- [Work request]
All lines of the material below that include the string "wall" are to be copied.

BEGIN

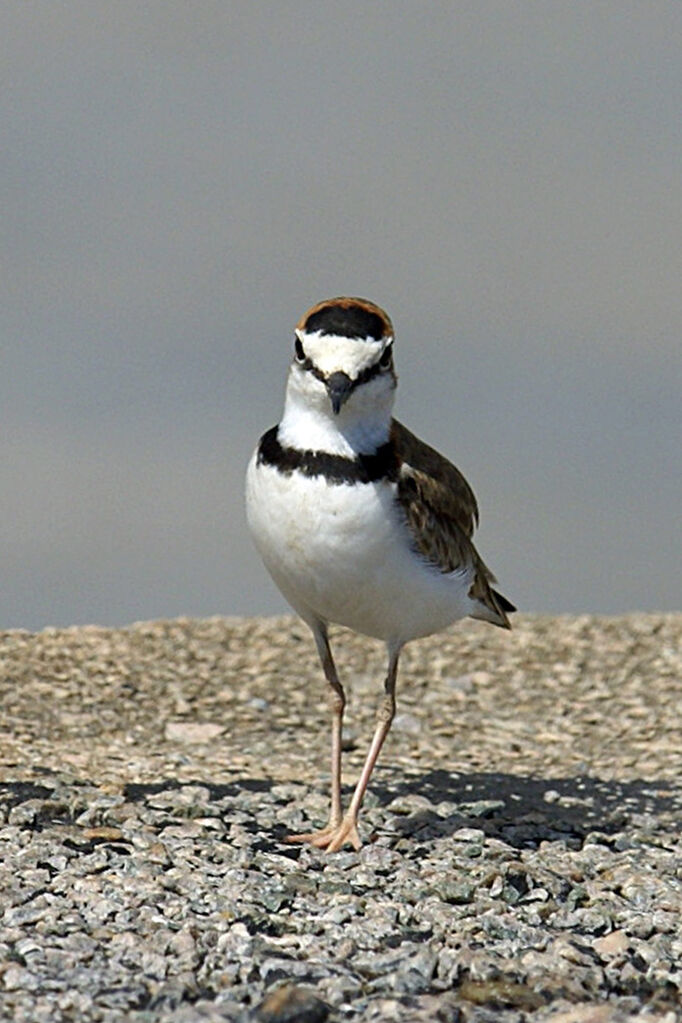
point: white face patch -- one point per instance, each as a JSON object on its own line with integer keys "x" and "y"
{"x": 331, "y": 354}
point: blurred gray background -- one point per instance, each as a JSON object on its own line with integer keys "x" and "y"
{"x": 180, "y": 181}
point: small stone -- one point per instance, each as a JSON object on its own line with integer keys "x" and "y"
{"x": 192, "y": 731}
{"x": 611, "y": 944}
{"x": 290, "y": 1004}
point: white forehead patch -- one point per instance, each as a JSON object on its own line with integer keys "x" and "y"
{"x": 332, "y": 354}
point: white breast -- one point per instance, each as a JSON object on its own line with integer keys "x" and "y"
{"x": 342, "y": 552}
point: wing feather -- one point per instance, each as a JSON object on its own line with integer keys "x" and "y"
{"x": 442, "y": 514}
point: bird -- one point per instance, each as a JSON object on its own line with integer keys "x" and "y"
{"x": 360, "y": 523}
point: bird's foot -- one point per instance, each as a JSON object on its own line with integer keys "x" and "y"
{"x": 332, "y": 837}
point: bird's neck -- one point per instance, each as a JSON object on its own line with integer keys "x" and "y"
{"x": 351, "y": 432}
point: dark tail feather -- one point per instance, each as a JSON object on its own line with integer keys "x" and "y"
{"x": 503, "y": 604}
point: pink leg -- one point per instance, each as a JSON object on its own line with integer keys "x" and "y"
{"x": 335, "y": 836}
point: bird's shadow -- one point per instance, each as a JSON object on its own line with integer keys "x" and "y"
{"x": 519, "y": 810}
{"x": 523, "y": 811}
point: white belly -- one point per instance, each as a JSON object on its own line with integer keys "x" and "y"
{"x": 343, "y": 553}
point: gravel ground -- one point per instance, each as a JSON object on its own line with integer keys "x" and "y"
{"x": 523, "y": 856}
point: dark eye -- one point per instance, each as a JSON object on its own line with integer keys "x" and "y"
{"x": 387, "y": 357}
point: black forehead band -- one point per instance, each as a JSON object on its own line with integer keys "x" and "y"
{"x": 346, "y": 321}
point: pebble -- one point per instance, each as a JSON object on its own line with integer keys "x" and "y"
{"x": 143, "y": 874}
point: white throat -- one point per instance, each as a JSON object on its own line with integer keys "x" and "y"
{"x": 359, "y": 427}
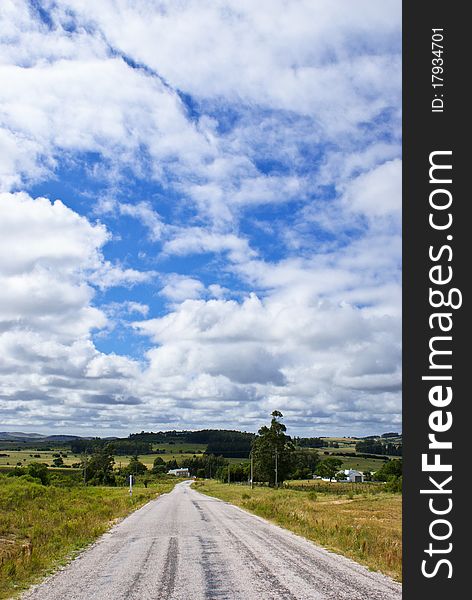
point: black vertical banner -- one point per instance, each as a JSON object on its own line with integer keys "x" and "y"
{"x": 436, "y": 319}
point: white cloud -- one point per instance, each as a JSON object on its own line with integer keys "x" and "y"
{"x": 179, "y": 288}
{"x": 231, "y": 107}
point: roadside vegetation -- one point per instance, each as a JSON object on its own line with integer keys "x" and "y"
{"x": 45, "y": 523}
{"x": 360, "y": 521}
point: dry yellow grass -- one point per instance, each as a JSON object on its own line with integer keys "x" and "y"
{"x": 364, "y": 527}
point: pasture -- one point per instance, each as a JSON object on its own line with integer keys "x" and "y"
{"x": 365, "y": 526}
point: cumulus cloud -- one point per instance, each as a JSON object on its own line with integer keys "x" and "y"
{"x": 248, "y": 154}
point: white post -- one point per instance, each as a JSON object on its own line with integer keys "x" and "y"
{"x": 276, "y": 469}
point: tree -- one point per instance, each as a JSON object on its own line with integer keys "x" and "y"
{"x": 272, "y": 450}
{"x": 99, "y": 468}
{"x": 135, "y": 467}
{"x": 389, "y": 470}
{"x": 159, "y": 466}
{"x": 329, "y": 467}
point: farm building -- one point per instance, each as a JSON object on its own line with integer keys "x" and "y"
{"x": 182, "y": 472}
{"x": 354, "y": 476}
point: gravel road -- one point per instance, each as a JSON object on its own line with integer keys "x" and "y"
{"x": 187, "y": 546}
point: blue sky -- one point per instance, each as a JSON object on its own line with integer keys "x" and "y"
{"x": 201, "y": 215}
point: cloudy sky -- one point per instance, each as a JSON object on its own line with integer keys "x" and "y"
{"x": 200, "y": 215}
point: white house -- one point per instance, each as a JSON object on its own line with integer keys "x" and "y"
{"x": 354, "y": 476}
{"x": 182, "y": 472}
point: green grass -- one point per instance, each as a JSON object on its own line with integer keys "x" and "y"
{"x": 42, "y": 527}
{"x": 180, "y": 452}
{"x": 362, "y": 523}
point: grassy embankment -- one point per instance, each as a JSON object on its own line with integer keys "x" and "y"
{"x": 359, "y": 521}
{"x": 42, "y": 527}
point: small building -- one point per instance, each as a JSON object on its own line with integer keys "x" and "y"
{"x": 354, "y": 476}
{"x": 182, "y": 472}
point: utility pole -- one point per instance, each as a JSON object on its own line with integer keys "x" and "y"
{"x": 85, "y": 466}
{"x": 276, "y": 469}
{"x": 252, "y": 471}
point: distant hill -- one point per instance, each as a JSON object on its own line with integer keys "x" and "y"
{"x": 17, "y": 436}
{"x": 20, "y": 436}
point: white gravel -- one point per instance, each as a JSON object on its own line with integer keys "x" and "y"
{"x": 187, "y": 546}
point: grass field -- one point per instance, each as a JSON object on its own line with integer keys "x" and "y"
{"x": 178, "y": 451}
{"x": 363, "y": 526}
{"x": 44, "y": 526}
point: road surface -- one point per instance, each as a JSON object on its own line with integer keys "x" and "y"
{"x": 187, "y": 546}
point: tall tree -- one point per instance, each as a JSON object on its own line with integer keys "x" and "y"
{"x": 272, "y": 450}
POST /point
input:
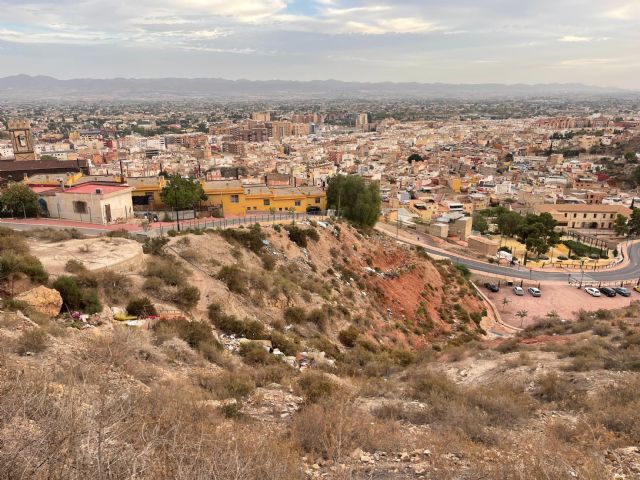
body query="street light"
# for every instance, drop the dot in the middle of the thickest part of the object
(175, 202)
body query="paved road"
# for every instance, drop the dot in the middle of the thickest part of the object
(628, 272)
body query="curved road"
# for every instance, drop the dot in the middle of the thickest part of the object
(629, 272)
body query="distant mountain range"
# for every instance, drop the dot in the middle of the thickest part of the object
(24, 87)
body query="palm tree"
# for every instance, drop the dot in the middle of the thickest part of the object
(522, 314)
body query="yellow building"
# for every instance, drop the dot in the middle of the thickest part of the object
(147, 190)
(230, 197)
(235, 199)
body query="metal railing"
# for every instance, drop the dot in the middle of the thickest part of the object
(222, 223)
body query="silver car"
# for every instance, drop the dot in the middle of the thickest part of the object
(535, 292)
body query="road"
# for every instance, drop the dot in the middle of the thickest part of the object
(631, 271)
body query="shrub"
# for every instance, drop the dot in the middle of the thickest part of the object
(187, 297)
(234, 278)
(254, 353)
(284, 343)
(348, 336)
(300, 236)
(318, 317)
(120, 233)
(198, 335)
(34, 340)
(170, 272)
(13, 305)
(155, 245)
(268, 262)
(141, 307)
(116, 286)
(252, 238)
(75, 297)
(74, 266)
(315, 386)
(294, 315)
(12, 264)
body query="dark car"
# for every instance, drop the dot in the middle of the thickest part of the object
(622, 291)
(609, 292)
(492, 287)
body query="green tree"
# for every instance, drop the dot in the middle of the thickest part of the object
(634, 222)
(508, 223)
(20, 200)
(538, 233)
(353, 199)
(620, 225)
(480, 223)
(183, 193)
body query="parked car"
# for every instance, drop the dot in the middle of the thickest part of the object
(492, 287)
(609, 292)
(535, 292)
(622, 291)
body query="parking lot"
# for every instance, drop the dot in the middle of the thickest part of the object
(561, 298)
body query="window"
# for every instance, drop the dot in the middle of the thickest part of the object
(79, 207)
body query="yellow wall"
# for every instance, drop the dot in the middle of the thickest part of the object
(245, 202)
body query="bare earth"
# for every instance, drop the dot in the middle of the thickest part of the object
(565, 300)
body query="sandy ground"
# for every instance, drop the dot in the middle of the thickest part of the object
(565, 300)
(94, 253)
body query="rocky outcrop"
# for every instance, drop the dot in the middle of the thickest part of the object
(43, 300)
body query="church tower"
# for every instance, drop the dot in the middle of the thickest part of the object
(21, 139)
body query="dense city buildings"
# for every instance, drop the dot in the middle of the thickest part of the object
(435, 171)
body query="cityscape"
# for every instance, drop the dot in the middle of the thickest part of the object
(354, 260)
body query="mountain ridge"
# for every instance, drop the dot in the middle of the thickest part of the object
(47, 87)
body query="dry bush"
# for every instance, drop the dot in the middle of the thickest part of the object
(33, 340)
(335, 427)
(315, 386)
(124, 347)
(616, 407)
(116, 431)
(178, 350)
(238, 384)
(166, 269)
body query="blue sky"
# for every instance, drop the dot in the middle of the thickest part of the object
(458, 41)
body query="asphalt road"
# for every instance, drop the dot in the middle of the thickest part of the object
(629, 272)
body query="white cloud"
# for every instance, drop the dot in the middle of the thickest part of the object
(574, 39)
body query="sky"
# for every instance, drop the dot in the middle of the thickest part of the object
(595, 42)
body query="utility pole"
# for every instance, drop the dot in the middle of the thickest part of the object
(175, 202)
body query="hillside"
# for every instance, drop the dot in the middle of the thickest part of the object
(380, 369)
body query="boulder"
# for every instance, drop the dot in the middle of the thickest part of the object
(46, 301)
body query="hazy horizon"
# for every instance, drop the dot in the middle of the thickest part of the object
(425, 41)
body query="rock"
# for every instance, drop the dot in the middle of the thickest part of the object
(46, 301)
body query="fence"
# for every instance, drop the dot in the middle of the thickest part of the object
(222, 223)
(580, 282)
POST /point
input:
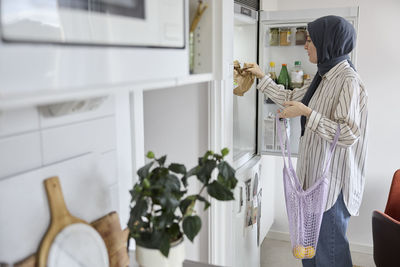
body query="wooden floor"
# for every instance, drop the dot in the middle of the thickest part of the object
(275, 253)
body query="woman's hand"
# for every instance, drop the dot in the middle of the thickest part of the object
(255, 69)
(294, 109)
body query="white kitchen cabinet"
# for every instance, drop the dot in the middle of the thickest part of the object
(18, 121)
(20, 153)
(77, 139)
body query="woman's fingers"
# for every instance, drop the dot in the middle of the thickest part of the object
(289, 103)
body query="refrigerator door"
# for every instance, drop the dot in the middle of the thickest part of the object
(281, 48)
(245, 106)
(247, 214)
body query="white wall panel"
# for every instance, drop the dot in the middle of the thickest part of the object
(19, 153)
(76, 139)
(87, 185)
(106, 108)
(18, 121)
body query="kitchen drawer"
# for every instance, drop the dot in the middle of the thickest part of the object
(19, 153)
(18, 121)
(76, 139)
(24, 217)
(81, 111)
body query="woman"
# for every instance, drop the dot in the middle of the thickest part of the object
(336, 96)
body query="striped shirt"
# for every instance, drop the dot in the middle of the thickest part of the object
(339, 99)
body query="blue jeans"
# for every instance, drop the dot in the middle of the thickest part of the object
(333, 247)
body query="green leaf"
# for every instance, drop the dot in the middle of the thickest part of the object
(207, 154)
(168, 201)
(150, 155)
(161, 160)
(205, 171)
(146, 183)
(225, 151)
(191, 226)
(172, 182)
(144, 171)
(207, 204)
(219, 191)
(166, 218)
(187, 204)
(165, 244)
(177, 168)
(190, 173)
(173, 231)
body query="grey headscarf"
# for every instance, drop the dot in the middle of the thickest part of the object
(334, 37)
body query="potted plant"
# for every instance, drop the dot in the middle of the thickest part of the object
(161, 211)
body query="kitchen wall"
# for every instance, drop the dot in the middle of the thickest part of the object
(176, 125)
(90, 153)
(378, 62)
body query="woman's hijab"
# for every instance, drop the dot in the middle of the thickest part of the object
(334, 38)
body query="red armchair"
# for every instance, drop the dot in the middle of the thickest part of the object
(386, 228)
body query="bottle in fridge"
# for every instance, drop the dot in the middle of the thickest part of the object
(284, 78)
(296, 76)
(271, 71)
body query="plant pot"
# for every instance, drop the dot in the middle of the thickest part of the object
(147, 257)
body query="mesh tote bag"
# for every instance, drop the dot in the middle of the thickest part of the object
(304, 207)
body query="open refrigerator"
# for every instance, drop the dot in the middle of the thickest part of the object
(254, 133)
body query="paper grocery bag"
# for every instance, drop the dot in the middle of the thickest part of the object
(242, 78)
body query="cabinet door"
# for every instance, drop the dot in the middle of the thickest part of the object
(245, 106)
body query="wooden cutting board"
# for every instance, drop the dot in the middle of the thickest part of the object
(108, 227)
(59, 218)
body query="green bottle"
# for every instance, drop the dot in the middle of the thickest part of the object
(284, 77)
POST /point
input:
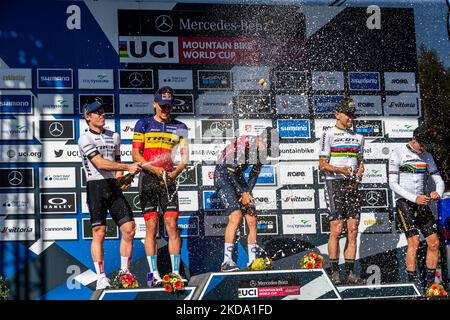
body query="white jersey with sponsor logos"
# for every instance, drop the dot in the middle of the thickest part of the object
(341, 148)
(106, 144)
(407, 171)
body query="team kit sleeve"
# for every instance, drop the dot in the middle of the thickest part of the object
(394, 176)
(436, 176)
(139, 135)
(87, 147)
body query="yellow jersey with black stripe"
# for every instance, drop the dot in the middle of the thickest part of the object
(158, 141)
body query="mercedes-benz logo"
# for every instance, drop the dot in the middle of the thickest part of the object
(216, 128)
(137, 202)
(15, 178)
(164, 23)
(56, 129)
(372, 197)
(135, 79)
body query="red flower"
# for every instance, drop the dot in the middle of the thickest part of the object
(168, 288)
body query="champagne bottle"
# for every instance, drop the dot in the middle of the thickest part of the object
(125, 180)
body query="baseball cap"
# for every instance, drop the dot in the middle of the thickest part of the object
(346, 105)
(164, 96)
(425, 136)
(94, 106)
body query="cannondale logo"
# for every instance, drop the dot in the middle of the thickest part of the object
(164, 23)
(135, 79)
(372, 198)
(56, 129)
(15, 178)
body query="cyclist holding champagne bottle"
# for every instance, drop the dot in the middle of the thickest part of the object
(100, 153)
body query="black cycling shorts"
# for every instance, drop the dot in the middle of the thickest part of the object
(228, 194)
(343, 201)
(414, 218)
(152, 195)
(104, 196)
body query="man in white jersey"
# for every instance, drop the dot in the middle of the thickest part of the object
(341, 160)
(408, 166)
(100, 153)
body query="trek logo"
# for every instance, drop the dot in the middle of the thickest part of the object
(149, 49)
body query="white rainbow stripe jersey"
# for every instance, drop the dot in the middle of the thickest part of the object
(407, 171)
(341, 148)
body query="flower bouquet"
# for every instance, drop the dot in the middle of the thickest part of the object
(436, 290)
(311, 260)
(260, 264)
(4, 290)
(172, 282)
(124, 280)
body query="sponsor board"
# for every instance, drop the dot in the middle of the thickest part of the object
(211, 201)
(17, 230)
(16, 102)
(369, 128)
(364, 81)
(374, 198)
(55, 103)
(144, 49)
(214, 79)
(295, 199)
(299, 223)
(374, 222)
(215, 103)
(327, 81)
(176, 79)
(266, 225)
(107, 99)
(17, 203)
(112, 231)
(299, 151)
(294, 173)
(247, 78)
(265, 199)
(217, 129)
(15, 78)
(16, 178)
(253, 127)
(256, 104)
(57, 177)
(368, 105)
(20, 128)
(324, 223)
(54, 78)
(208, 175)
(56, 130)
(294, 129)
(127, 128)
(95, 79)
(266, 177)
(325, 104)
(136, 79)
(53, 203)
(59, 229)
(400, 127)
(188, 226)
(136, 104)
(400, 81)
(215, 226)
(183, 104)
(404, 104)
(188, 200)
(291, 80)
(374, 173)
(290, 104)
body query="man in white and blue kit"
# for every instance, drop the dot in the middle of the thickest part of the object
(408, 166)
(341, 160)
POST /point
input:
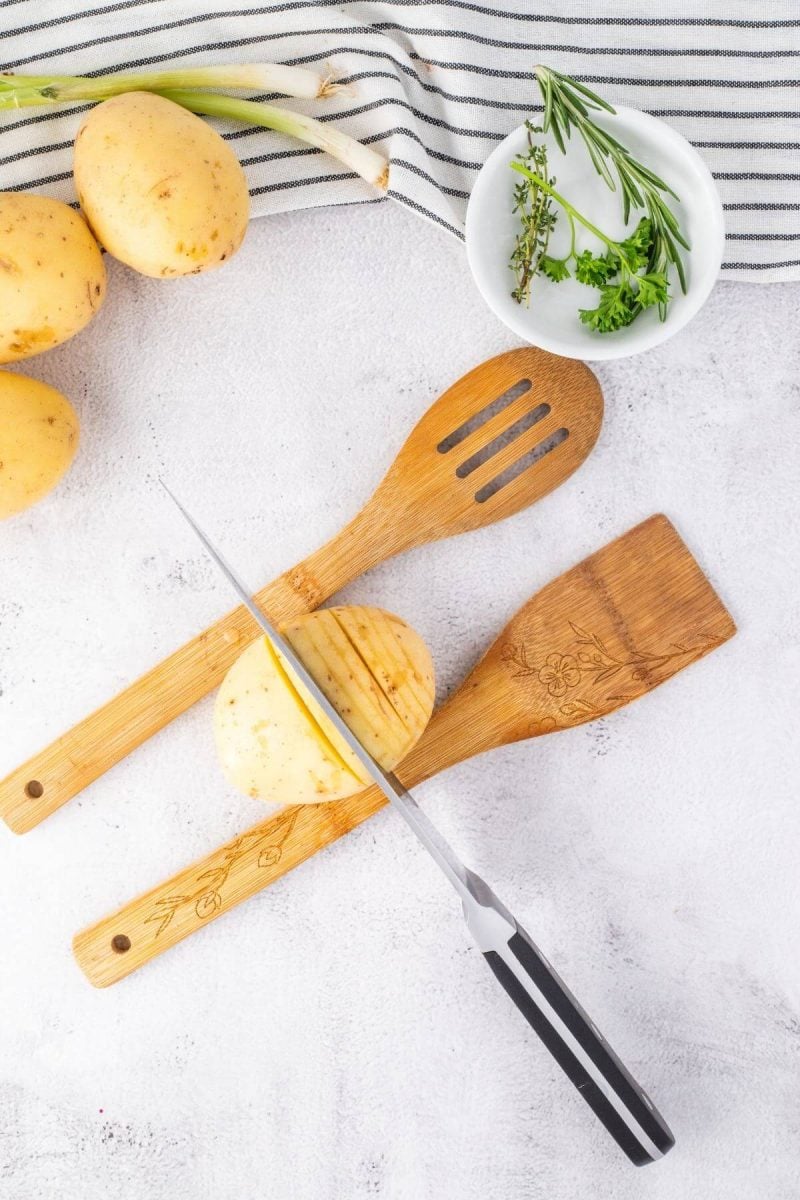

END

- [Completed exercise]
body query="yellow wall"
body query="white wall panel"
body query="kitchen wall"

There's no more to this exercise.